> [Selected passage]
—————

This is all AFTER almost 6 million dollars provided as subsidy by the parcel tax.
1. 1.968 million projected loss for this year.
2. 1.452 million of non-cash revenue due to a write-off of a 2006 liability.
3. 2.1 million reduction in reimbursement as a result of AB97.
A total of 5.52 million dollars has to be made up just to break even in the next fiscal year. In addition, there are considerable capitalized costs which will impact cash flow even though they do not affect the income statement. In 2010/11, those costs totaled over 1 million dollars above and beyond depreciation expense (that > 1 million is the net cash flow impact). The question of capital vs. expense is often dictated, but sometimes it is a judgement call and the current management of Alameda Hospital has every incentive to skew their judgement towards capital vs. expense. (For example, I would have argued that some of the seismic work should have been expensed as soon as it became obvious that any construction would be delayed indefinitely. Also, the PACS and EMR implementations were heavily capitalized. This is not to say that management has done anything wrong; it reflects a difference of opinion of how the Hospital finances should best be presented to show their true nature.)
With this kind of unhealthy financial circumstance, the Hospital wants to engage in 2 major projects going forward based on projections which are likely, given the incentives, to be optimistic. The first is the wound care center requiring 900k of capital of which 3/4 will be borrowed from the Bank of Alameda under terms which the Hospital appears not to be able to meet. The second is acquisition of additional SNF beds based on a reimbursement structure that I don’t believe can survive intact given the nature of both the California and federal budgets.
For 2010/2011, the previous Board (which consisted of a majority of its present members – Deutsch, Battani, and McCormick – approved a budget that projected a 540k profit for this fiscal year. That was projected without the benefit of the 2006 liability write-off. If we back out surprises from that projection (1.4 million shorted in IGT funds, benefit and cost from retroactive change in some rates, and the liability write-off) then the 2010/2011 projected results true up to a 1.5 million dollar loss or about a 2 million dollar miss. This is in addition to money spent on seismic retrofit work that had no immediate benefit, but was capitalized nonetheless. There may be some contentiousness at Monday night’s meeting, but based on the numbers I have identified in this post, I will be sticking to my guns that the Hospital needs to present a better plan than they have to date.

—————

> [About this exercise] According to the post on Alameda Hospital's finances, why does the writer doubt the plan to acquire additional SNF beds? Answer in one to three sentences.

> [Collected material]
—————

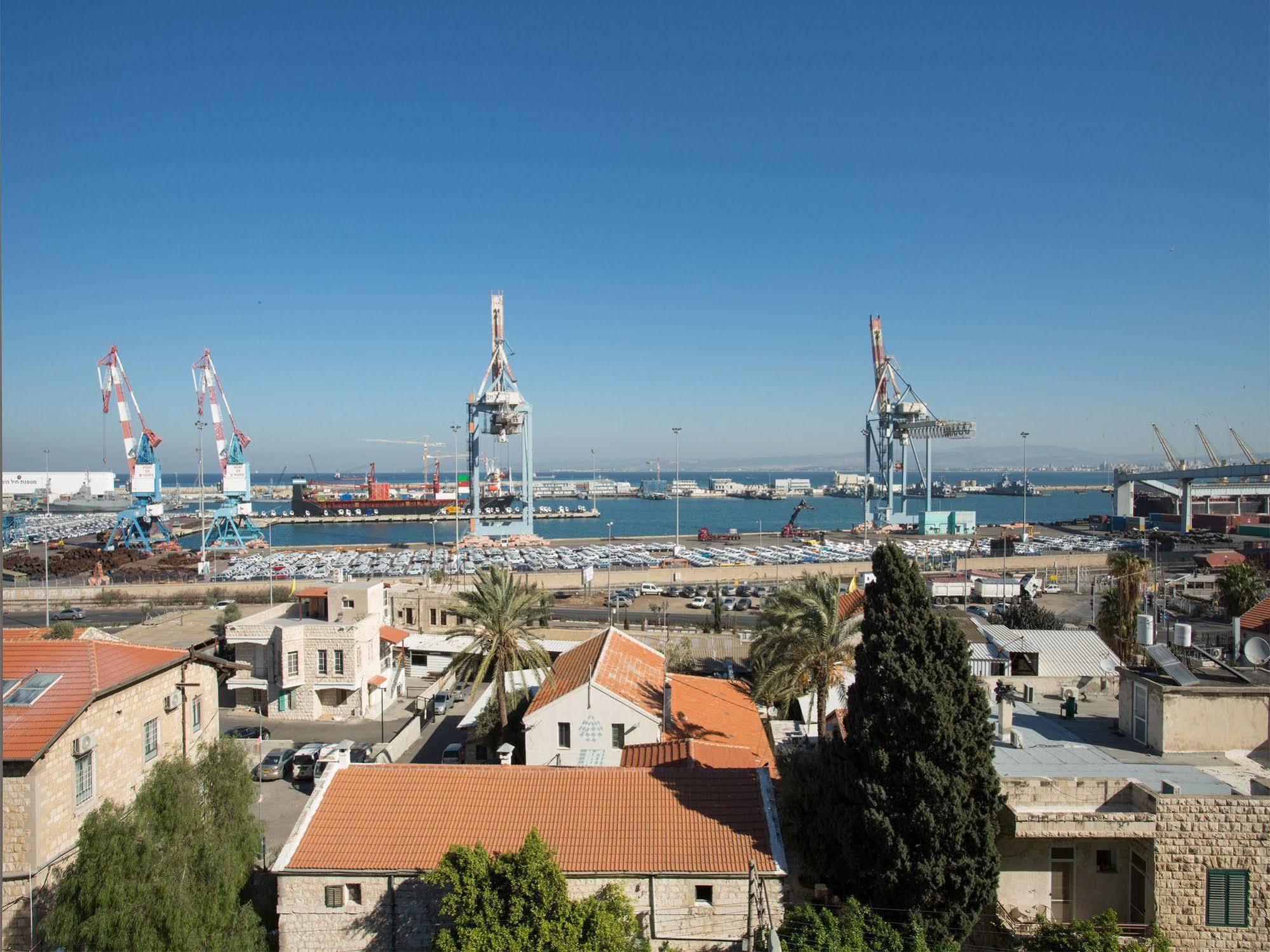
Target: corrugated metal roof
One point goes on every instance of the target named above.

—————

> [Task response] The plan depends on a reimbursement structure that the writer does not believe can survive intact, given the nature of both the California and federal budgets.